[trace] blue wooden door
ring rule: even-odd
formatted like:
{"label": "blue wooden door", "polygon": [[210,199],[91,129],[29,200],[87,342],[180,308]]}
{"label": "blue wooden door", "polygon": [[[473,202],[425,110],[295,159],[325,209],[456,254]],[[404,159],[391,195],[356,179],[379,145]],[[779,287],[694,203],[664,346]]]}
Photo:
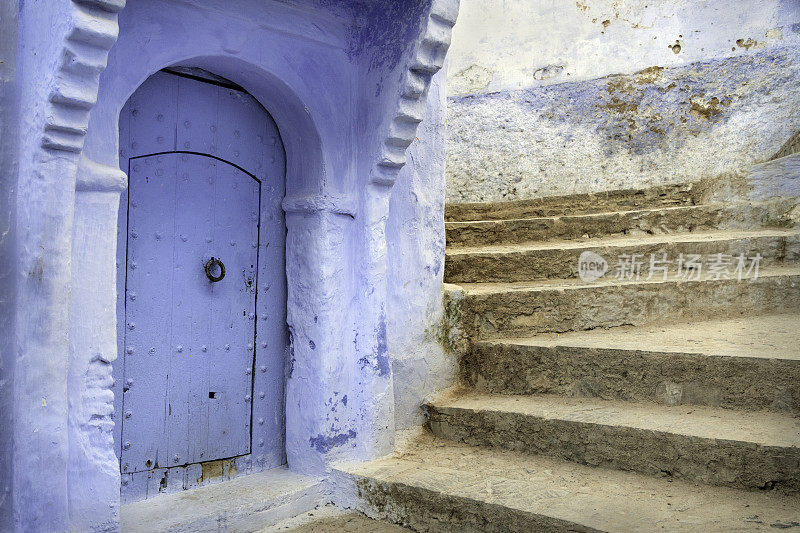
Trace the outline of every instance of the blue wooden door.
{"label": "blue wooden door", "polygon": [[[249,95],[166,73],[140,93],[121,118],[123,474],[251,453],[258,287],[284,280],[277,257],[275,279],[258,279],[259,260],[282,250],[259,257],[261,202],[283,190],[262,183],[269,115]],[[268,236],[284,231],[274,222]]]}

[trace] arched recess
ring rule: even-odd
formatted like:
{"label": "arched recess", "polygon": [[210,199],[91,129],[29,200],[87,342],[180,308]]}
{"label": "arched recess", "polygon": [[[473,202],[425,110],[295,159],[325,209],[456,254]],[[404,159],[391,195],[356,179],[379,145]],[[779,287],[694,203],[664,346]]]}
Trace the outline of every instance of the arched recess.
{"label": "arched recess", "polygon": [[[179,8],[175,8],[176,19]],[[288,230],[287,320],[294,335],[314,339],[313,354],[321,354],[302,358],[295,353],[287,361],[295,378],[303,377],[295,380],[298,386],[287,390],[287,403],[301,407],[286,415],[286,452],[295,469],[313,468],[305,460],[306,449],[315,451],[309,435],[319,433],[314,425],[324,420],[324,413],[315,408],[324,401],[306,398],[303,403],[292,398],[322,396],[329,391],[321,384],[345,381],[323,368],[330,364],[325,354],[336,352],[339,333],[347,329],[340,309],[346,305],[349,285],[344,263],[353,255],[346,239],[330,238],[352,231],[355,210],[354,202],[341,188],[337,190],[339,182],[332,179],[337,172],[331,159],[343,146],[334,150],[329,145],[346,138],[337,124],[326,122],[326,117],[334,116],[330,111],[336,104],[328,97],[337,89],[327,87],[331,90],[326,91],[324,85],[336,78],[322,77],[317,79],[318,86],[307,85],[298,68],[303,51],[296,47],[293,52],[263,54],[259,43],[250,42],[233,51],[213,25],[189,23],[176,25],[175,31],[164,32],[160,41],[153,42],[130,31],[138,25],[136,17],[152,13],[126,10],[120,15],[123,29],[125,15],[129,31],[121,33],[101,77],[77,172],[72,262],[81,266],[73,270],[71,283],[69,387],[75,408],[70,412],[68,467],[69,500],[76,510],[71,520],[77,529],[89,529],[87,522],[108,516],[109,501],[119,502],[121,479],[110,429],[113,396],[109,394],[116,353],[115,318],[109,304],[116,298],[112,272],[117,209],[127,182],[118,166],[118,120],[129,97],[155,72],[191,66],[227,78],[256,98],[280,130],[287,159],[283,201]],[[207,34],[198,35],[203,31]],[[329,53],[345,57],[340,50],[331,48]],[[338,78],[348,76],[341,72]],[[315,92],[325,98],[314,100]],[[340,352],[334,357],[343,356]],[[257,468],[254,462],[252,469]]]}
{"label": "arched recess", "polygon": [[[260,1],[251,3],[262,10]],[[290,465],[321,472],[325,460],[337,453],[368,458],[385,451],[371,447],[369,433],[356,437],[354,429],[337,430],[324,422],[331,409],[328,399],[358,385],[352,368],[335,360],[354,356],[353,325],[342,312],[354,301],[347,292],[354,283],[349,263],[361,262],[371,272],[380,270],[385,258],[381,219],[386,202],[363,201],[372,204],[370,212],[361,220],[356,213],[361,205],[356,200],[361,192],[355,190],[359,175],[348,158],[362,139],[342,127],[354,122],[348,95],[358,69],[351,50],[325,37],[320,27],[301,27],[296,17],[264,24],[251,20],[249,13],[209,14],[198,8],[201,4],[216,3],[137,0],[125,7],[125,0],[58,0],[47,8],[20,8],[40,10],[43,24],[48,15],[63,23],[42,37],[48,41],[47,54],[39,49],[46,63],[34,62],[41,67],[41,79],[28,81],[43,89],[25,99],[22,108],[23,115],[35,120],[25,130],[30,150],[21,160],[18,193],[17,224],[24,232],[18,238],[21,303],[14,347],[17,360],[26,365],[15,374],[14,389],[13,507],[18,525],[118,528],[120,478],[110,426],[110,370],[116,358],[116,219],[127,178],[118,167],[117,118],[136,87],[170,65],[190,64],[231,79],[271,110],[279,128],[299,133],[281,132],[288,157],[288,196],[283,202],[289,229],[287,315],[296,340],[287,392]],[[407,146],[413,139],[429,75],[438,69],[455,17],[454,9],[437,6],[455,4],[457,0],[433,1],[425,23],[443,25],[426,25],[420,28],[426,34],[410,36],[418,39],[410,48],[422,55],[409,58],[403,67],[409,69],[403,76],[407,87],[397,107],[382,110],[387,114],[384,131],[364,135],[386,139],[392,147]],[[273,7],[281,11],[286,5],[275,2]],[[326,17],[322,26],[329,22]],[[349,35],[350,28],[341,34]],[[32,56],[36,50],[21,53]],[[436,52],[436,61],[420,61],[430,50]],[[409,109],[414,102],[419,105]],[[399,118],[401,133],[392,130],[391,117]],[[40,129],[33,131],[34,126]],[[381,162],[392,169],[402,166],[402,161],[384,161],[384,155]],[[392,180],[375,176],[371,181],[388,188]],[[382,189],[380,196],[386,197]],[[368,251],[353,249],[354,224],[362,234],[375,236]],[[375,314],[381,308],[379,283],[370,294],[375,302],[368,311]],[[378,339],[380,349],[380,334]],[[367,403],[362,402],[362,418],[365,413],[375,418],[379,411],[369,402],[391,403],[383,383],[379,389],[380,397],[367,395]],[[336,406],[342,418],[355,417],[354,403]],[[34,433],[35,442],[30,438]],[[51,475],[43,477],[43,470]]]}

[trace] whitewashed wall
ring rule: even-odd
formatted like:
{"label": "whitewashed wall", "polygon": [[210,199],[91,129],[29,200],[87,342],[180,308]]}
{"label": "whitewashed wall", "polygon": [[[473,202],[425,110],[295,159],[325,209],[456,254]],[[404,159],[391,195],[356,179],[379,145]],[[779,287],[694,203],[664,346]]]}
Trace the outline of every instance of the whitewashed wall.
{"label": "whitewashed wall", "polygon": [[768,159],[800,128],[798,49],[797,0],[463,0],[447,201],[692,181]]}

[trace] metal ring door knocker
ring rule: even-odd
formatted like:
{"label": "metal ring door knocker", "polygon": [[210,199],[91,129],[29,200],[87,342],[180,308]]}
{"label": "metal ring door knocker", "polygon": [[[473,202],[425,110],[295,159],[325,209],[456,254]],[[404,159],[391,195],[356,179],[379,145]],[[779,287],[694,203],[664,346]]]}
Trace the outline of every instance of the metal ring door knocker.
{"label": "metal ring door knocker", "polygon": [[[215,276],[212,272],[214,270],[214,265],[219,265],[219,275]],[[208,277],[211,283],[216,283],[217,281],[221,281],[222,278],[225,277],[225,265],[217,259],[216,257],[212,257],[206,263],[206,276]]]}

++++++++++

Exercise description: Pull out every line of the records above that contains the string "outline". Matching is case-sensitive.

Exercise result:
Trace the outline of every instance of the blue wooden door.
Trace the outline of every instance of the arched recess.
Trace the outline of every instance of the whitewashed wall.
Trace the outline of every instance of the metal ring door knocker.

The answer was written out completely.